Exercise objective – In full and without alteration, write out the records.

-- Given data follows --

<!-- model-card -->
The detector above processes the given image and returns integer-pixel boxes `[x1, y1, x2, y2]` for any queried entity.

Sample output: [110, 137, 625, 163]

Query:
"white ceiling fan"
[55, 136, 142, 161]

-- Given data concluded --

Answer to this task –
<!-- model-card -->
The detector above processes the given image and returns integer-pixel boxes `[x1, y1, x2, y2]` for any queried entity.

Sample output: [110, 137, 625, 163]

Query:
"white ceiling fan"
[55, 136, 142, 161]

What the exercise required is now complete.